- _Assignment 1_
According to the article on anti-gender lobbying in Brussels, how much money did the groups targeting so-called gender ideology raise between 2019 and 2023?
- _Assignment 2_
Pick up the article on anti-gender lobbying in Brussels from its last paragraph and keep it going.

- _Excerpt to read_

-- Opening Marker --

BRUSSELS — One of the most toxic culture wars in the U.K. and U.S. is being brought to Brussels.
Rights groups argue that debates about gender issues are being imported from the anglophone world into EU politics, with right-wing groups choosing to stoke arguments about transgender people in hopes of dividing the left.
Conservative Christian organizations in the U.S. “saw that there was a fight happening there,” said Neil Datta, executive director and founder of the European Parliamentary Forum on Sexual and Reproductive Rights (EPF). “A fight that could be useful to them.”
The EPF has been tracking the rise of what they call the “anti-gender” movement across Europe, and found that hundreds of groups targeting so-called gender ideology — including think tanks, church-run advocacy groups, political parties and media — had raised $1.18 billion between 2019 and 2023, up from $81 million between 2009 and 2018.
The groups cover a range of policies from abortion to sex education, with transgender rights making up a large part of the lobbying.
LGBTQ+ groups argue the mainstream politicization of such debates is part of a rolling back of fundamental rights, while gender-critical groups believe that recognizing transgender people’s identities undermines women.
“It’s one of those subjects that is easy politically to attack because we’re talking about a small community of people that are widely misunderstood,” said Cianán Russell, senior policy officer at ILGA-Europe, the European branch of the International Lesbian, Gay, Bisexual, Trans and Intersex Association.
“It absolutely is our perception that there are more anti-trans actors getting access to spaces in Brussels and that the types of spaces that they are able to access are more institutionalized,” said Russell, adding that at least five events have taken place in the European Parliament in the past year.

-- Closing Marker --

- _Dataset records_
-- Opening Marker --

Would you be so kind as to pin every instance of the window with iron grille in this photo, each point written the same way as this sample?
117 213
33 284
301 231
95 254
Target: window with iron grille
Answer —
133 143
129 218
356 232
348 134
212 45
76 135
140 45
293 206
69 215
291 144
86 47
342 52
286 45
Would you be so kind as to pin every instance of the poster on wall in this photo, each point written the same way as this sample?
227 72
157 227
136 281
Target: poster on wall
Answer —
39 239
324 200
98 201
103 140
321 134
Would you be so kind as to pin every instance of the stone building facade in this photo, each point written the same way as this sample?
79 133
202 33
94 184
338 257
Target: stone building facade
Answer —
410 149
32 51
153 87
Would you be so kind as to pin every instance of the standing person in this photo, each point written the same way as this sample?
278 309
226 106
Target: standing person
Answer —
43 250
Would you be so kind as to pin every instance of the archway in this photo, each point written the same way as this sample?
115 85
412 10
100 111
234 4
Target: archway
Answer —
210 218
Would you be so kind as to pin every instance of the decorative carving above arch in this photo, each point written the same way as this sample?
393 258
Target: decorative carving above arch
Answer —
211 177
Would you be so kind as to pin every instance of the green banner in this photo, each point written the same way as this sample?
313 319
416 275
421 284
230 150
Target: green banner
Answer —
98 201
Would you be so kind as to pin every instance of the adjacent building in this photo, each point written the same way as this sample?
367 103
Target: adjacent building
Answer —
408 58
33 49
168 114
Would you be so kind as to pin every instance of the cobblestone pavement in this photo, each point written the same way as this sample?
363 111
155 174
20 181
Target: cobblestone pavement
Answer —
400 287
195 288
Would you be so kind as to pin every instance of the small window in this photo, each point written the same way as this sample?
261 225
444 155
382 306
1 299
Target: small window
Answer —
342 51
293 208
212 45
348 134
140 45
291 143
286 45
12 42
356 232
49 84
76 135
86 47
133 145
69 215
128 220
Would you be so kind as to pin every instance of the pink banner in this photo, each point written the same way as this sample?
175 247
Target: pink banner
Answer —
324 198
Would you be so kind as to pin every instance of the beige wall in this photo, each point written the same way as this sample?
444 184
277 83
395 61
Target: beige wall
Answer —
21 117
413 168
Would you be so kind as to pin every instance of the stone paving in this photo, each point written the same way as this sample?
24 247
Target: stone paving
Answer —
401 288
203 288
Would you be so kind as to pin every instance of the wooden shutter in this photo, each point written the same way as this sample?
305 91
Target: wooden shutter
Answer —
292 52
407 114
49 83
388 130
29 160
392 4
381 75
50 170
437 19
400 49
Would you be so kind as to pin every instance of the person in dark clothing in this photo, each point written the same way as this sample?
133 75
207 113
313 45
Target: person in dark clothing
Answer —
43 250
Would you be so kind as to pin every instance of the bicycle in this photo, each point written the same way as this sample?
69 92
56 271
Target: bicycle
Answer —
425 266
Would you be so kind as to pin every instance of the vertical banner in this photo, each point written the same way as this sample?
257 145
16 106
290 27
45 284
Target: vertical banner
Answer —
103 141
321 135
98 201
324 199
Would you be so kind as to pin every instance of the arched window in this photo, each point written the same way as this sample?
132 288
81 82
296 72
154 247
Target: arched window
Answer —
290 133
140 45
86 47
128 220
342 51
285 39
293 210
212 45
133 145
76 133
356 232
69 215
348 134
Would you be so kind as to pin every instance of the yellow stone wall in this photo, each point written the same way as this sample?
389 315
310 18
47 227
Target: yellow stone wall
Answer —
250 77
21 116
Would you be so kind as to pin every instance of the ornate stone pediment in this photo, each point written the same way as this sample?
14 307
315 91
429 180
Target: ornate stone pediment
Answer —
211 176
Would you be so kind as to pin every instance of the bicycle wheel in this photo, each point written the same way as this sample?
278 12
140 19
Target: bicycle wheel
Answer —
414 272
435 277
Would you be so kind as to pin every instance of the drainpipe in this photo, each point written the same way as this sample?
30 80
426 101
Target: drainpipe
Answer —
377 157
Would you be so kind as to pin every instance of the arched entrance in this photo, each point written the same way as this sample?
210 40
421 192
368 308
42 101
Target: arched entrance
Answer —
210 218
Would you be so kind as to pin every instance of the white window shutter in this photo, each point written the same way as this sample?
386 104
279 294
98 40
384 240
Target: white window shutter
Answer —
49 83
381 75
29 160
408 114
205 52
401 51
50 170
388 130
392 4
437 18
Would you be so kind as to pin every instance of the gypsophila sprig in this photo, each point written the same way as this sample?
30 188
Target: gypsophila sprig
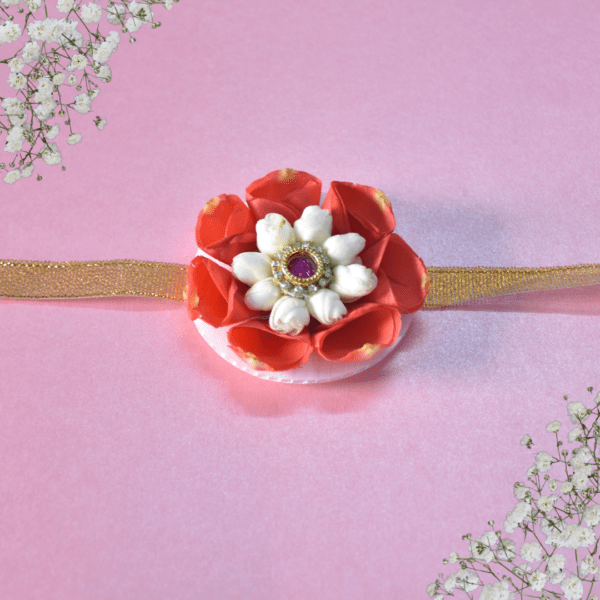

-- Closing Marker --

- _Task output 1_
$1.18 billion

- _Task output 2_
One of those included the “Seventh Transatlantic Summit,” a two-day event at the Parliament earlier this month that saw speakers “mock transgender people,” according to the Global Project Against Hate and Extremism, a U.S.-based NGO.
The summit organizers, Political Network for Values, told POLITICO’s EU Influence newsletter that it is “an international network that brings together politicians who share values.”
A spokesperson added: “Among those values is respect for the dignity of every human being. We would never intentionally mock a person, regardless of their condition. On the other hand, using objective data from science in relation to the issue of ‘transgenderism’ is in no way mockery.”
Speakers included Rodrigo Iván Cortés, founder of Mexico’s National Front for the Family, who has been convicted of gender-based political violence against a transgender U.S. representative.
Another was the British Catholic priest Benedict Kiely, who the Global Project said compared transgender identity to people identifying as animals. Kiely declined to comment.
Other events at EU institutions include a December visit by Chris Elston, also known as Billboard Chris, an Australian anti-trans influencer, who spoke at the Parliament after being invited by an Alternative for Germany lawmaker, Christine Anderson.
MCC Brussels, a prominent think tank linked to the Hungarian government, co-hosted a panel at the end of last year in the Parliament titled “The Trans Ideology Threat,” hosted by Fidesz lawmaker András László, who did not immediately respond to a request for comment.
The MCC event accused the EU of being “addicted to gender ideology,” despite what the organizers describe as an “an enormous backlash” across the EU. “For European elites, trans ideology is a key ‘EU value’ which no one is allowed to question.”
MCC spokesperson John O’Brien said: “Far from it being that the right are stomping over trans rights, the truth is that the trans lobby train has been steamrolling over the rights of women and girls for years.”
From the US to Europe
The EPF’s Datta said the heated debate around trans issues has largely been imported to Brussels. “You find that this contestation takes place in certain ways in certain countries, like in the U.S or the U.K., where it’s become the most toxic. In Belgium, it’s not like that at all.”
Transgender peoples’ rights have been in the spotlight in the U.K. in recent months after the country’s Supreme Court ruled that the legal definition of a woman is based on biological sex — a key argument of the “gender-critical” movement.
The ILGA Rainbow Map, which monitors the legal and policy landscape for LGBTQ+ people across Europe, saw the U.K. drop from its highest spot in 2019 to 22 out of 49 countries in 2025.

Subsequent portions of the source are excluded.